What you should do: Edit the entries below by changing each "Retail shelf audit request" to "Labeling request". Keep everything else unchanged.

··· Data provided ···

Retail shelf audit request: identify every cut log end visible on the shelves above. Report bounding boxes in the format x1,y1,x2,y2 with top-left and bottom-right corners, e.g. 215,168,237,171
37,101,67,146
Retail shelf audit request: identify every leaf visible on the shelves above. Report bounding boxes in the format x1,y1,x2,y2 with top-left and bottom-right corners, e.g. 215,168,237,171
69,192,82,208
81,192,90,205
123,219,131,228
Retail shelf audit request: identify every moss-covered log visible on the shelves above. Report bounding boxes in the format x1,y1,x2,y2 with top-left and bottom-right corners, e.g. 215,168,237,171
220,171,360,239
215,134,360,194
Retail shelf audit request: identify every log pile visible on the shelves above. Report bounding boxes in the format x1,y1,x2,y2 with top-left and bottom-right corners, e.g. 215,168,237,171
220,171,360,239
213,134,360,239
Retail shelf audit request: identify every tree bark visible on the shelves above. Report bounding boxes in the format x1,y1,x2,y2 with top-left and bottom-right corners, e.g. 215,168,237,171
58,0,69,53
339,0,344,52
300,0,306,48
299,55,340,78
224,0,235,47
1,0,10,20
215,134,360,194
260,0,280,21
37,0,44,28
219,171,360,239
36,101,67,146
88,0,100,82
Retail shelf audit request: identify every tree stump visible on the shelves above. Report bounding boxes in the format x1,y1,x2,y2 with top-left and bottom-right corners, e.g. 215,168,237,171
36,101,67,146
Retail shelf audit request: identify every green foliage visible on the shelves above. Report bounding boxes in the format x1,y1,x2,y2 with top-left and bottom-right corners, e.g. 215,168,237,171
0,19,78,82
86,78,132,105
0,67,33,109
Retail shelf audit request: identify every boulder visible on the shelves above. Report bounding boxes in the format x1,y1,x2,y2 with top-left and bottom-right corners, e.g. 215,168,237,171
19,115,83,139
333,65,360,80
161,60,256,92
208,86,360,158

···

Output for this exercise:
Labeling request: identify every cut log end visible on the shelves above. Report bounding boxes in the format x1,y1,x2,y2 with top-left and bottom-right corners, e.g. 215,168,237,171
37,101,67,146
Labeling request: identify every leaf visible on the shelves above. Report bounding boxes in the format x1,y1,x2,y2 with top-left and bottom-right corners, e.g. 215,168,237,171
69,192,82,208
81,192,90,205
123,219,131,228
Labeling request: identify every moss-covered log visible on the shelves above. Report bounding boxes in the format x1,y1,x2,y2 with top-left and bottom-right corners, e.g. 215,168,237,171
220,171,360,239
215,134,360,194
Labeling request: identify every log pile visible on the shelves above. Report bounding boxes in the format x1,y1,x2,y2 with top-left and bottom-right corners, e.g. 215,168,237,171
220,171,360,239
213,134,360,239
Labeling request: identify every tree bark visible on the shelves above. Report bounding boxes in the format x1,y1,x2,y2 with top-left and bottom-right corners, e.g. 215,168,237,171
58,0,69,53
339,0,344,52
300,0,306,48
299,55,340,78
224,0,235,47
1,0,10,20
215,134,360,194
260,0,280,21
37,0,44,28
219,171,360,239
36,101,67,146
88,0,100,82
Labeling request: identify every tree stump visible on the shelves above. Report bounding boxes in the format x1,y1,x2,y2 with top-left and bottom-right corners, e.g. 215,168,237,171
36,101,67,146
Labeling request: identify every green foliage visible on the shelves above. Report bounding boxes in the format x1,y1,x2,y2 with top-left and bottom-right corners, e.g. 215,168,237,171
0,19,78,82
86,78,132,105
0,67,33,109
Labeling request: identify every boulder visible on the shelves above. Report bounding boxes in the format x1,y1,x2,y2 with top-left and bottom-right corners, e.g. 215,168,237,171
19,115,83,139
333,65,360,80
161,60,256,92
208,86,360,158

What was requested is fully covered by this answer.